Items from a data source
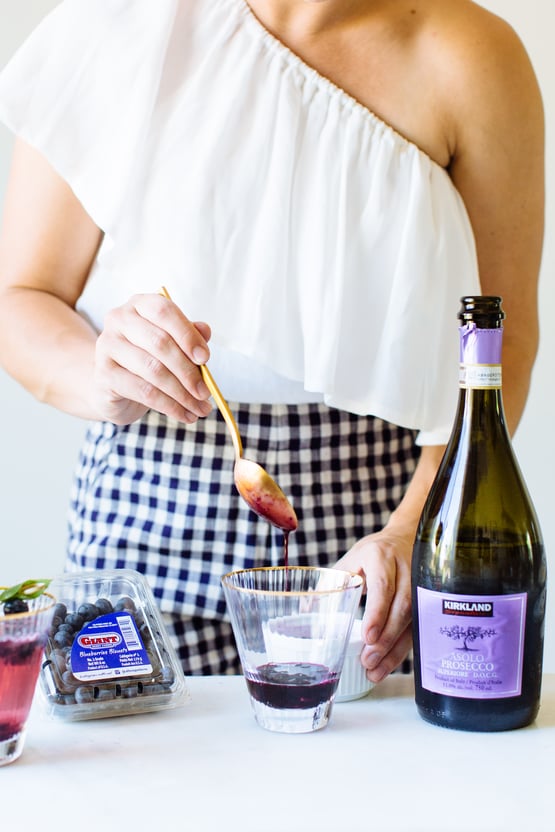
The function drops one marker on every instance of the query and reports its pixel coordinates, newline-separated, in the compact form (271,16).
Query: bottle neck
(480,357)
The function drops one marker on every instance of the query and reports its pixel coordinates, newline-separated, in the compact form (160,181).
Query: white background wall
(38,446)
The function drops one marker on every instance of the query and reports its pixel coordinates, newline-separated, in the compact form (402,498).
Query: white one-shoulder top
(326,251)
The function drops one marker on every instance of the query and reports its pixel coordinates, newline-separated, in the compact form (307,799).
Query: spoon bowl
(263,494)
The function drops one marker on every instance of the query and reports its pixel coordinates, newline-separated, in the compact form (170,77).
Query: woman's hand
(147,357)
(383,560)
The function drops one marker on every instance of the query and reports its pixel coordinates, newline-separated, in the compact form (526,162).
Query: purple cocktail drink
(22,639)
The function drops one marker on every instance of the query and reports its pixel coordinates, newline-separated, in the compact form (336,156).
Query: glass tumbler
(292,627)
(22,639)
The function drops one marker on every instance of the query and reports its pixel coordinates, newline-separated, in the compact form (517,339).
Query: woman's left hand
(383,560)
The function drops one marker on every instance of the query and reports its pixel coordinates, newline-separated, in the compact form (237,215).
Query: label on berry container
(471,646)
(108,647)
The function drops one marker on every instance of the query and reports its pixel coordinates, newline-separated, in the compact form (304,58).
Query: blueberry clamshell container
(353,683)
(108,653)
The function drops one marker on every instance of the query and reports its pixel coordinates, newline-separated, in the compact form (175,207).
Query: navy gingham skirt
(158,496)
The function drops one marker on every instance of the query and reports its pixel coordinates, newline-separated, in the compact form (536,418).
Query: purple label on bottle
(480,346)
(471,646)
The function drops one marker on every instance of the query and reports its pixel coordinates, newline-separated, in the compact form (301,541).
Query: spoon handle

## [Task details]
A word-for-word copy of the records above is needed, pictures excluded.

## [Task answer]
The function drops one marker on every instance of the query and reports its pixel coordinates, newline-separated, in the compact form (271,16).
Query: bottle neck
(480,357)
The function drops one marker on every instance of the query and reports its pixel coordinates, newline-separated, in the compact form (160,181).
Query: white background wall
(38,446)
The function drops one marker on every instance of the query and reports its pixel coordinates, newline-separated, in the compact form (402,498).
Query: white one-shoulder top
(326,251)
The function drops one marker on every instance of the query and reports its pixel coordinates, newline-separated, in the compact form (307,799).
Query: spoon bowl
(263,494)
The function drops one marker on every instance of the query and reports its pixel coordinates, newline-separated, in the compact form (170,77).
Query: woman's hand
(147,357)
(383,560)
The function drops one marker on every instance of the query and reports its pixel coordinates, newline-separated, in the compact form (526,162).
Query: purple cocktail drink
(22,639)
The function drops one marker on every instance of the query and reports its pixel coordinates, newline-separated, in the compact form (336,156).
Query: glass tumbler
(292,627)
(22,639)
The function drops one marker on every instance of the query and reports its pixel coordinates, newline-separated, in the compact form (517,339).
Query: woman's left hand
(383,560)
The function drops one marker on every instance of the query and reports its pixel coordinates, newline-separated, in the compact form (237,215).
Query: label on berry container
(471,646)
(108,647)
The function drops one marker on every instance of the query and reports its pixel coordinates, newline-separated, in the compact form (304,58).
Query: blueberry clamshell container
(353,683)
(108,653)
The function drops one marker on every instance of the query and reports its pixel coordinates, newline-separated, in the compact form (175,207).
Query: navy gingham skirt
(158,496)
The function drops one marker on every instance of the query and reports its pixel coordinates, newline-separated, in the compact form (536,418).
Query: purple label on bottle
(480,346)
(471,646)
The function drops one marker on every instance of the query and reports its pixel coordinates, newline-separated, in the compact form (301,541).
Query: spoon handle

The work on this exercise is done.